-- REQUIREMENT 1 --
In the passage on the haimish line, what name does David Brooks give to the phenomenon he describes?
-- REQUIREMENT 2 --
Return the portion of the passage on the haimish line from "Brooks generalizes this" to "Spot on, Brooks.", reproducing it verbatim.

-- READING PASSAGE --

--- begin ---

Invoking the Yiddish word haimish (or heymish), which translates to “homey” (in the non-ghetto meaning of the word) David Brooks describes a phenomenon familiar to many of us: “Often, as we spend more on something, what we gain in privacy and elegance we lose in spontaneous sociability.” He terms this “crossing the haimish line.”

Brooks describes a family vacation to Africa, and contrasts his family’s stays in simpler settings with those in more luxurious accommodations: the simpler camps featured communal dinners, unplanned activities, and the stuff that makes life interesting. The luxury places, which catered more to individual and family tastes, lacked the color and memorable qualities of the more rustic environments.

Brooks generalizes this phenomenon, invoking–get ready, Jews–Hillel and Chabad to prove his point: “I once visited a university that had a large, lavishly financed Hillel House to serve as a Jewish center on campus. But the students told me they preferred the Chabad House nearby, which was run by the orthodox Lubavitchers. At the Chabad house, the sofas were tattered and the rooms cramped, but, the students said, it was more haimish.” Spot on, Brooks.

--- end ---

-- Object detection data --

--- begin ---

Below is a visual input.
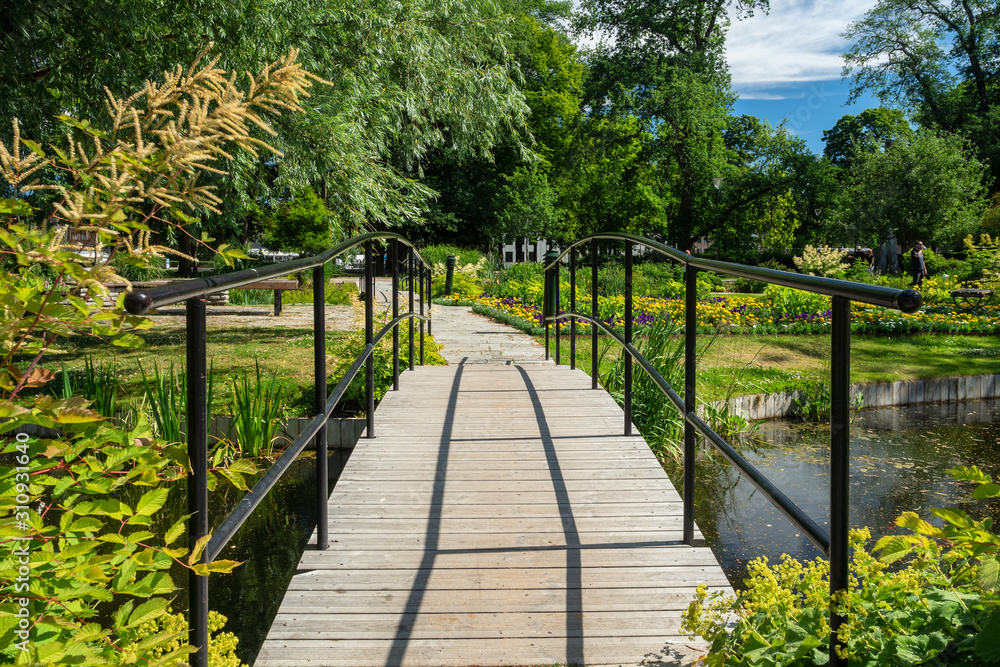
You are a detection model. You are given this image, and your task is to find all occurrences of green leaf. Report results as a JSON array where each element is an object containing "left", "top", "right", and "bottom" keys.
[
  {"left": 931, "top": 507, "right": 973, "bottom": 528},
  {"left": 163, "top": 515, "right": 190, "bottom": 544},
  {"left": 135, "top": 487, "right": 170, "bottom": 516},
  {"left": 67, "top": 516, "right": 104, "bottom": 533},
  {"left": 126, "top": 598, "right": 167, "bottom": 627},
  {"left": 0, "top": 197, "right": 34, "bottom": 215},
  {"left": 895, "top": 632, "right": 948, "bottom": 665},
  {"left": 976, "top": 609, "right": 1000, "bottom": 662},
  {"left": 229, "top": 459, "right": 257, "bottom": 475},
  {"left": 947, "top": 466, "right": 993, "bottom": 484},
  {"left": 218, "top": 468, "right": 249, "bottom": 491},
  {"left": 977, "top": 555, "right": 1000, "bottom": 591},
  {"left": 21, "top": 139, "right": 45, "bottom": 157},
  {"left": 114, "top": 600, "right": 133, "bottom": 628},
  {"left": 73, "top": 623, "right": 111, "bottom": 642},
  {"left": 896, "top": 512, "right": 944, "bottom": 537},
  {"left": 0, "top": 399, "right": 31, "bottom": 419}
]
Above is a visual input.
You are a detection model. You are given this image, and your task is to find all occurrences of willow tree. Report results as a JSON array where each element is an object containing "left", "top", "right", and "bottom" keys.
[
  {"left": 578, "top": 0, "right": 769, "bottom": 246},
  {"left": 0, "top": 0, "right": 526, "bottom": 256}
]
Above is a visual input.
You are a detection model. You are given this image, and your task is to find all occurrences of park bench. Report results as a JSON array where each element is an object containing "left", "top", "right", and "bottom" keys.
[
  {"left": 232, "top": 278, "right": 302, "bottom": 316},
  {"left": 950, "top": 288, "right": 996, "bottom": 308},
  {"left": 124, "top": 278, "right": 302, "bottom": 316}
]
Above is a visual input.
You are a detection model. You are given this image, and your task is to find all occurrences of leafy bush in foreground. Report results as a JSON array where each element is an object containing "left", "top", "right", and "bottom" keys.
[{"left": 683, "top": 466, "right": 1000, "bottom": 667}]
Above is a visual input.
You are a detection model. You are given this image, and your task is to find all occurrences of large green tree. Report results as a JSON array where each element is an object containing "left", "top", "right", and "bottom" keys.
[
  {"left": 398, "top": 1, "right": 584, "bottom": 248},
  {"left": 844, "top": 0, "right": 1000, "bottom": 189},
  {"left": 829, "top": 130, "right": 986, "bottom": 248},
  {"left": 823, "top": 107, "right": 913, "bottom": 167},
  {"left": 0, "top": 0, "right": 528, "bottom": 260},
  {"left": 579, "top": 0, "right": 768, "bottom": 246}
]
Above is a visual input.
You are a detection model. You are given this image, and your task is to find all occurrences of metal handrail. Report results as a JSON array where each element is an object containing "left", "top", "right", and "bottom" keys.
[
  {"left": 558, "top": 312, "right": 830, "bottom": 556},
  {"left": 125, "top": 232, "right": 433, "bottom": 315},
  {"left": 140, "top": 232, "right": 433, "bottom": 667},
  {"left": 543, "top": 233, "right": 922, "bottom": 666},
  {"left": 545, "top": 233, "right": 923, "bottom": 313},
  {"left": 205, "top": 313, "right": 429, "bottom": 563}
]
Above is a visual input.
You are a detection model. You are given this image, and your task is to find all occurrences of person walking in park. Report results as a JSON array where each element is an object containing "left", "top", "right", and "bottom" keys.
[{"left": 910, "top": 241, "right": 927, "bottom": 287}]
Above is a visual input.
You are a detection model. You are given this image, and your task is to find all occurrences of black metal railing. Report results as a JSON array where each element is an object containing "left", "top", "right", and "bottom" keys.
[
  {"left": 125, "top": 232, "right": 432, "bottom": 667},
  {"left": 543, "top": 233, "right": 921, "bottom": 665}
]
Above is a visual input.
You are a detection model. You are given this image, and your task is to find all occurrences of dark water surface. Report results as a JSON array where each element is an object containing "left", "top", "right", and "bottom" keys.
[
  {"left": 164, "top": 452, "right": 320, "bottom": 665},
  {"left": 191, "top": 400, "right": 1000, "bottom": 664},
  {"left": 671, "top": 400, "right": 1000, "bottom": 586}
]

--- end ---

-- TASK RESPONSE 1 --
He calls it "crossing the haimish line."

-- TASK RESPONSE 2 --
Brooks generalizes this phenomenon, invoking–get ready, Jews–Hillel and Chabad to prove his point: “I once visited a university that had a large, lavishly financed Hillel House to serve as a Jewish center on campus. But the students told me they preferred the Chabad House nearby, which was run by the orthodox Lubavitchers. At the Chabad house, the sofas were tattered and the rooms cramped, but, the students said, it was more haimish.” Spot on, Brooks.